Location annotation dataset excerpts:
***
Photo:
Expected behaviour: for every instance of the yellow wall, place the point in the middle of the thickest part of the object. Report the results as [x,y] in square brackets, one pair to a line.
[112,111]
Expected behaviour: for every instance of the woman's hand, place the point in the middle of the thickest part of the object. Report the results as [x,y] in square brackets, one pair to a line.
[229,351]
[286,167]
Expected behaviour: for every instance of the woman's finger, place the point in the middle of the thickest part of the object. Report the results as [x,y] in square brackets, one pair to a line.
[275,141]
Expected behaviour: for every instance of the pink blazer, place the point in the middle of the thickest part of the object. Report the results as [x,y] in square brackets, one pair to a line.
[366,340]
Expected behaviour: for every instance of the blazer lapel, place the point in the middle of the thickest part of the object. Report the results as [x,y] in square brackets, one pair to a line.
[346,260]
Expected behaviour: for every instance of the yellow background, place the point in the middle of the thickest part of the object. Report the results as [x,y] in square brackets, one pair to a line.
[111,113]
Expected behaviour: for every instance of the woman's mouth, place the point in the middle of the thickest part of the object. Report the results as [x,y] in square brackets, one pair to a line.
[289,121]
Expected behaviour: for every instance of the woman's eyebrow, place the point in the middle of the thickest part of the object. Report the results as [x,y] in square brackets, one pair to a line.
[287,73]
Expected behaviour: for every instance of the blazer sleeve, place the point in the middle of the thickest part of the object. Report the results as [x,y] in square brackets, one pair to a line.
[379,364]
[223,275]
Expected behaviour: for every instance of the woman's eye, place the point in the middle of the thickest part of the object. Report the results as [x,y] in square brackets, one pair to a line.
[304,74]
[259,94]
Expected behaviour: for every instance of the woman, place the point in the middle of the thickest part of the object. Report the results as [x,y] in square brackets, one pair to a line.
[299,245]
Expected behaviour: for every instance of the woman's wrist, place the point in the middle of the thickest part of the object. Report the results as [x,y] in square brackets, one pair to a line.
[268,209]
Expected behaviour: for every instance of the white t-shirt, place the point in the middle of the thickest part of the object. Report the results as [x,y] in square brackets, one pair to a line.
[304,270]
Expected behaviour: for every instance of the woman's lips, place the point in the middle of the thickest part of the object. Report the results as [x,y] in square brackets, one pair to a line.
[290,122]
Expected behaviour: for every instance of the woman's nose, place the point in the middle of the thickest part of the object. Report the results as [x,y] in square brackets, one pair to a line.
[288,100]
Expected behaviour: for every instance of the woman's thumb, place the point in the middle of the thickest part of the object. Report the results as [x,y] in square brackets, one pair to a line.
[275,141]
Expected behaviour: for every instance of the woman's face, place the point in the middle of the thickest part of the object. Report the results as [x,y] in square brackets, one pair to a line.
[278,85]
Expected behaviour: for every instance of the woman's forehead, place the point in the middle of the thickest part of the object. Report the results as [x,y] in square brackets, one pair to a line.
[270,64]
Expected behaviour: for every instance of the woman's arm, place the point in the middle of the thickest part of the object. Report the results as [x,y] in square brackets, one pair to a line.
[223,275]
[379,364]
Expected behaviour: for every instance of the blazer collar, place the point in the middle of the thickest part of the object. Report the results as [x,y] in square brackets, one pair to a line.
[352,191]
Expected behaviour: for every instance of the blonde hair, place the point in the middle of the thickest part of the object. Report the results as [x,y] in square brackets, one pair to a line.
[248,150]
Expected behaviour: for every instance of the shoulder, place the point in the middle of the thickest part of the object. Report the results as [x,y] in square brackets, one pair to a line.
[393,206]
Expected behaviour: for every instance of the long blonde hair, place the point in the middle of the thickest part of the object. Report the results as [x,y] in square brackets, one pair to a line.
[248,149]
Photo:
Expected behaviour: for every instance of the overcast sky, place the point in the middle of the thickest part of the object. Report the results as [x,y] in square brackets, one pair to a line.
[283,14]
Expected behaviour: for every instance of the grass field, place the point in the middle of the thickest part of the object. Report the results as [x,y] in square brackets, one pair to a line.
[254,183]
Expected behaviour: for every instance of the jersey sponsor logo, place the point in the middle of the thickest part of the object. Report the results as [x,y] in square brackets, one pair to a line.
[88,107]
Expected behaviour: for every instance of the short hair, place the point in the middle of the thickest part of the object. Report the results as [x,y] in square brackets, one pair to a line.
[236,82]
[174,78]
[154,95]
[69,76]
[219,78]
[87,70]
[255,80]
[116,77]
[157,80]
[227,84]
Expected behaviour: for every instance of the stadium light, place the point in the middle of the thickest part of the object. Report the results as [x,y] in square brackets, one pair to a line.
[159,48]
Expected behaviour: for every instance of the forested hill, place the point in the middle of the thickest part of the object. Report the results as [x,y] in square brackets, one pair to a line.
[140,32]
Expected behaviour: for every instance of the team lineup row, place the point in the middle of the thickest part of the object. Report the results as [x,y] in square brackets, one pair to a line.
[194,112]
***
■ **Request**: Give the listing again, word for word.

■ **Finished answer**:
Photo:
Expected behaviour: for every instance of the yellow wall, place the point in the middle of the thickest part of the object. Report the results as [x,y] in square brackets, one pair to a line.
[112,111]
Expected behaviour: for every instance of the woman's hand, place the point in the middle of the thickest part of the object. Report the results as [x,y] in square brackets, one pair to a line.
[229,351]
[286,167]
Expected behaviour: for every instance of the woman's finger, place the point in the middle of the thickest part of the object. Report the results as [x,y] in square brackets, one pair to a line.
[275,141]
Expected behaviour: for every instance of the pink blazer, place the point in the middle of the thickest part of the object. Report the results as [x,y] in square brackets, one pair to a line.
[366,340]
Expected behaviour: for every instance of the blazer lapel, place the point in the middle of the thickest part of the object. Report the results as [x,y] in square brackets, one pair to a line.
[346,260]
Expected behaviour: for every instance of the yellow background, place the point in the middle of the thickest part of the object. Report the results as [x,y] in square brackets, one pair to a line.
[111,113]
Expected behaviour: for every instance of the woman's mouth, place the point in the middle of the thickest part of the object. Report the results as [x,y] in square brackets, one pair to a line.
[289,121]
Expected behaviour: for every instance of the woman's eyebrow, place the point in the middle of the thickest part of the object. Report the results as [x,y] in square brackets, one pair to a line.
[287,73]
Expected behaviour: for every instance of the blazer sleeve, place the point in the middle of the thickest part of the object. Report the results as [x,y] in square brackets, one pair to a line.
[379,364]
[223,275]
Expected behaviour: for every instance of the woman's eye, place the point in the middle of the thickest part of the object. Report the results as [x,y] in square brackets, one pair to a line.
[304,74]
[259,94]
Expected behaviour: for every instance of the woman, place the point in the middle of the thickest part of the object. Report the results as [x,y] in square brackets, one pair to a line.
[299,245]
Expected behaviour: for every instance of the woman's wrist, place the point in the middle of the thickest part of the object. Report the results as [x,y] in square brackets, one pair to a line.
[268,209]
Expected behaviour: for every instance of the white t-shirt, place the point in the middle of the thickest part of the object. Report the results as [x,y] in square brackets, one pair to a line.
[304,270]
Expected behaviour: for every instance of the woman's lips, place the point in the middle of the thickest part of the object. Report the results as [x,y] in square brackets, one pair to a line.
[290,122]
Expected behaviour: for every instance of the woman's nose, place the point in the middle of the thickest part of the object. Report the results as [x,y] in square brackets, one pair to a line.
[288,100]
Expected behaviour: for every instance of the woman's thumb, place the point in the middle of the thickest part of the object. Report the results as [x,y] in square brackets, one pair to a line.
[275,141]
Expected behaviour: for every instance of the woman's face, place the point in the middle of the thickest part of the object. Report the results as [x,y] in square brackets, one pair to a line.
[278,85]
Expected behaviour: for every instance of the woman's forehead, place the point in the middle of the thickest part of the object. Report the results as [x,y] in square brackets, one pair to a line.
[270,64]
Expected behaviour: for every instance of the woman's arm, place the point in the middle of the thickest part of the object. Report the results as [x,y] in square brackets, one pair to a line.
[223,275]
[379,364]
Expected behaviour: for every instance of the blazer collar, place the point in the middle of the thickest part of the object. Report the results as [x,y] in square brackets, one pair to a line.
[352,191]
Expected behaviour: for every instance of the blonde hair, place the point in the middle of the thickest part of the object. Report the results as [x,y] in square brackets, one pair to a line.
[248,150]
Expected behaviour: for every instance of the shoulder, place the point in the middle of the thickest part of the object. Report the results as [x,y] in square brackets, one pair to a line.
[393,206]
Expected behaviour: for every instance of the long blonde hair, place the point in the middle of the thickest part of the object. Report the results as [x,y] in square brackets, one pair to a line.
[248,149]
Photo:
Expected behaviour: for every instance of the overcast sky, place the point in the middle of the thickest part of the object. Report the results as [x,y] in square brackets, one pair to a line.
[283,14]
Expected behaviour: for every instance of the grass field, place the point in the middle of the thickest part of the object. Report the results as [x,y] in square brackets, one pair to a line.
[254,183]
Expected behaviour: for every instance of the jersey sponsor logo, place the point in the middle of the thickest part of the object. Report the results as [x,y] in square brackets, one pair to a line.
[88,107]
Expected behaviour: for every instance of the short hair, place the point in the middle of the thickest part of the object. Report the results as [x,y] in square brackets, one pair to a line.
[236,82]
[174,78]
[154,95]
[69,76]
[219,78]
[87,70]
[255,80]
[116,77]
[157,80]
[227,84]
Expected behaviour: for every instance of the stadium light, place the point in the middle of the thickest part of the object. Report the results as [x,y] in square brackets, one pair to a line.
[159,48]
Expected behaviour: for every instance of the forested hill, place the point in the middle of the thickest part of the object. Report the results as [x,y] in square brackets, one pair to a line.
[140,32]
Expected behaviour: for every instance of the team lineup row, place the point in the middle of the thickest part of the object. Report the results as [x,y] in square brackets, one pair to a line.
[194,112]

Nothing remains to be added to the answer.